=== RECORDS SHOWN ===
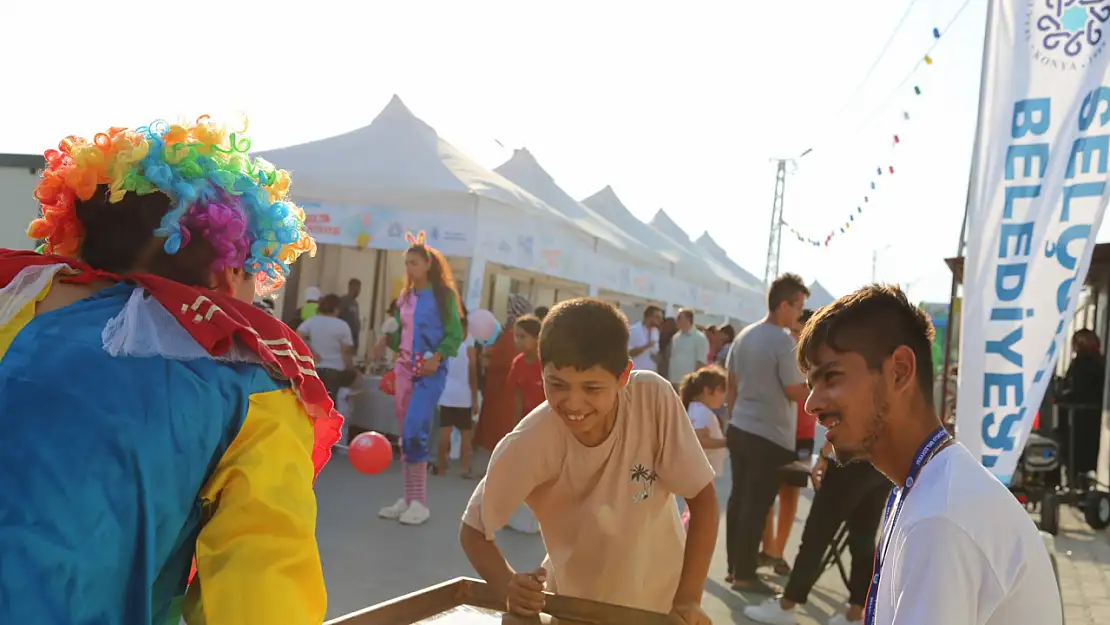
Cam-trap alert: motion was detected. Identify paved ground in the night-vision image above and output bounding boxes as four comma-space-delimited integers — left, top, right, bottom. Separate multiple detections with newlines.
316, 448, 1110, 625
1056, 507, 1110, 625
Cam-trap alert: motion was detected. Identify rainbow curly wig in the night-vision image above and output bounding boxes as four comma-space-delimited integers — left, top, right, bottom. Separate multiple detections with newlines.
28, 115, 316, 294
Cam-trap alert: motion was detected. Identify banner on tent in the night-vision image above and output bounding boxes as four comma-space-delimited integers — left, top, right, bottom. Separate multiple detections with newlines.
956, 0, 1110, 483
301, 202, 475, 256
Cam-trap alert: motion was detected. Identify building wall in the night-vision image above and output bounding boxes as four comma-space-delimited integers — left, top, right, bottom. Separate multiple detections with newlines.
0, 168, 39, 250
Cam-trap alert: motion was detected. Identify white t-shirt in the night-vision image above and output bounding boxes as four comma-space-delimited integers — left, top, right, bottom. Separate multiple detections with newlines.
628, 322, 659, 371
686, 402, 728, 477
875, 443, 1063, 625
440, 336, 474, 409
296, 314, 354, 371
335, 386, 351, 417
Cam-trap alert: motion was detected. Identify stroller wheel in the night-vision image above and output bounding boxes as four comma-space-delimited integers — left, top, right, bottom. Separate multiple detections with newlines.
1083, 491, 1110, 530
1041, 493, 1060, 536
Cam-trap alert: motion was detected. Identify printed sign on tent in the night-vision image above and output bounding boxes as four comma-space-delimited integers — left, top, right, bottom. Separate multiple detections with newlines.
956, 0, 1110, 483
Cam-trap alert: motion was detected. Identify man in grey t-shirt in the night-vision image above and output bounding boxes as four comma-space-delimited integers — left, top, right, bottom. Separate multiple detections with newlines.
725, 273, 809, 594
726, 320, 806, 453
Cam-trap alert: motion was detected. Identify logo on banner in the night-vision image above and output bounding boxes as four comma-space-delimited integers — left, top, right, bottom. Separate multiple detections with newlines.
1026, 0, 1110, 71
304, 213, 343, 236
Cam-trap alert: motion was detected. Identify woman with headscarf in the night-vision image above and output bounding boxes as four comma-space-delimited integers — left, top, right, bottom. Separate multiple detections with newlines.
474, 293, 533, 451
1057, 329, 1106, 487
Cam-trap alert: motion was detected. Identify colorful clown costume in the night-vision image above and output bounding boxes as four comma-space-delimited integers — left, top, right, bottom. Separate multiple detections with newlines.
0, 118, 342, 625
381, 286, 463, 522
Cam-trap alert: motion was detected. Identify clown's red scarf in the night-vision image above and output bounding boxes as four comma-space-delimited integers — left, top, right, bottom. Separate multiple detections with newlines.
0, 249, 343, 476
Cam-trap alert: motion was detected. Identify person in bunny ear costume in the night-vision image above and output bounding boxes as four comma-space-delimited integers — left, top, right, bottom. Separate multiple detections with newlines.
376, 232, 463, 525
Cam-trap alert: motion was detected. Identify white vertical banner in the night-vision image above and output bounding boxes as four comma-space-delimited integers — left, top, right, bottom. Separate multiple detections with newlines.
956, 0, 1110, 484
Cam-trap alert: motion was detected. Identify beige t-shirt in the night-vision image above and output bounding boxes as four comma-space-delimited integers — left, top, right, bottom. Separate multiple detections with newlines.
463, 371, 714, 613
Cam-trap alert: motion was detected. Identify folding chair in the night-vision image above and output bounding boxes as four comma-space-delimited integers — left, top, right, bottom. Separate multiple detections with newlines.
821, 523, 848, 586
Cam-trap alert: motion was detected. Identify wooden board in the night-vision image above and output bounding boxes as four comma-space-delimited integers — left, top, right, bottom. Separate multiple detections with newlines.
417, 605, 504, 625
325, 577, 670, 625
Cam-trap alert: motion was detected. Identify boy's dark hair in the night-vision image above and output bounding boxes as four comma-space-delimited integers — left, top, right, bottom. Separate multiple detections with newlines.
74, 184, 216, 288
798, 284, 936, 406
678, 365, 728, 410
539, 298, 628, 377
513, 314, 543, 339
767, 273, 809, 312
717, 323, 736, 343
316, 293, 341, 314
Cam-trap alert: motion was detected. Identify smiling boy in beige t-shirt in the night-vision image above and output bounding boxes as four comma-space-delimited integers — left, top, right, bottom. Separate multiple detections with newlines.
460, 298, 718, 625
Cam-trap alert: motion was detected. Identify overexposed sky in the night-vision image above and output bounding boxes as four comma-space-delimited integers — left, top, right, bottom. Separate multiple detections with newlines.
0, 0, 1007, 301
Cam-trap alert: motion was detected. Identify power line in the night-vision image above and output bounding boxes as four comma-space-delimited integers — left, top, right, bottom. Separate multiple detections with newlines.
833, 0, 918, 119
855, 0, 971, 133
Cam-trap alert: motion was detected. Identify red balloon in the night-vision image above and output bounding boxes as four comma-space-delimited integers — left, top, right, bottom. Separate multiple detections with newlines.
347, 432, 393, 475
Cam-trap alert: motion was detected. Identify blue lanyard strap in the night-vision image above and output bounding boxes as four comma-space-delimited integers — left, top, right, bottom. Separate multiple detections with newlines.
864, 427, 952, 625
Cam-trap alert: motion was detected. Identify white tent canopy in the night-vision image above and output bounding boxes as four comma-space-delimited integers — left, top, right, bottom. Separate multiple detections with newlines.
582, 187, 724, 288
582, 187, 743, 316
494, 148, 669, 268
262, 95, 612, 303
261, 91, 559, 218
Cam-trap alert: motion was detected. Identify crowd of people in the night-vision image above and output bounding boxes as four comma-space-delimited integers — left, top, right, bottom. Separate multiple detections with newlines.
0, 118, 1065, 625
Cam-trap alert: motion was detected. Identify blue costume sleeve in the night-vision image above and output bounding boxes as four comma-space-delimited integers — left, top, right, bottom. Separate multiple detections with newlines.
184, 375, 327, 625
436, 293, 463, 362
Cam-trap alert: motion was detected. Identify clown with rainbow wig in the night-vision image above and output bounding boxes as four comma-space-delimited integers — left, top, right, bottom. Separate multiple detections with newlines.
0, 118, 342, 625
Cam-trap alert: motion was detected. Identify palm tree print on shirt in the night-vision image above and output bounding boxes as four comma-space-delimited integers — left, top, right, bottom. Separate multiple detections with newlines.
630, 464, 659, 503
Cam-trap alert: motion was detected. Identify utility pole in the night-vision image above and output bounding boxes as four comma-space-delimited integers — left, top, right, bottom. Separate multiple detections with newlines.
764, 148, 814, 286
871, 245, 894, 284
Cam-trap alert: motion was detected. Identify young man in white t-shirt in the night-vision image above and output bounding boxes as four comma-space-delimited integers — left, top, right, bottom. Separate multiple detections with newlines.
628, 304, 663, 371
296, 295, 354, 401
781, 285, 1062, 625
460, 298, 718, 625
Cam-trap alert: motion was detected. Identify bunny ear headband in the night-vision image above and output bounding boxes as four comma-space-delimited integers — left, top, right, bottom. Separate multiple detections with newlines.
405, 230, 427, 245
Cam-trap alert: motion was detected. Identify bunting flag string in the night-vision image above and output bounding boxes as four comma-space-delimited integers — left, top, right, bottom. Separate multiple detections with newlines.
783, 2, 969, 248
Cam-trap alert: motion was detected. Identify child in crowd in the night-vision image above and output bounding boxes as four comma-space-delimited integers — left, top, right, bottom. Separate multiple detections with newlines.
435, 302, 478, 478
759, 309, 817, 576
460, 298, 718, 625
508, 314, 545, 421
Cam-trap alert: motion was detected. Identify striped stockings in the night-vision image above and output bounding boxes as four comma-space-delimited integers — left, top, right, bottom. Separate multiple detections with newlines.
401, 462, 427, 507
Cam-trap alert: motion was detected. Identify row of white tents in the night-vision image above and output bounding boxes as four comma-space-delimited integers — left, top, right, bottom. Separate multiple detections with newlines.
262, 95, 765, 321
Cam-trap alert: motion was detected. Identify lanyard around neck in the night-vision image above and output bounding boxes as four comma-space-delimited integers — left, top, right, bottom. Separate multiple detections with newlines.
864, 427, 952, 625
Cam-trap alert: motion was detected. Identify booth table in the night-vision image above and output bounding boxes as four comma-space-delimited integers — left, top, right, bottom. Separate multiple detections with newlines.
===
_YOUR INSTRUCTIONS:_
Reproduce the stretch from the start of the rows through the line containing "301, 202, 475, 256", requests included, with every bounding-box coordinate in the answers shifted by -139. Omit the pictures.

_COMPLETE OUTPUT:_
Cam-trap alert: motion was detected. Identify paved ground in the night-vision image above and output bounding boxes as four comma-space-delimited integers — left, top, right, bottom. Separate multiple detections with newlines.
177, 309, 971, 486
917, 368, 971, 486
Cam-trap alert: motion was detected. Identify rainbow curly wig in the night-vision image above and output bounding boxes as four comma-space-delimited integers — left, top, right, bottom. Separate multiple detections with newlines.
-111, -24, 177, 155
Cam-trap alert: motion was detected. Identify banner on tent in the night-vision image above and output bounding boxes as four comma-space-delimited integers — left, top, right, bottom. Separate multiple detections with newlines.
817, -139, 971, 344
162, 63, 336, 117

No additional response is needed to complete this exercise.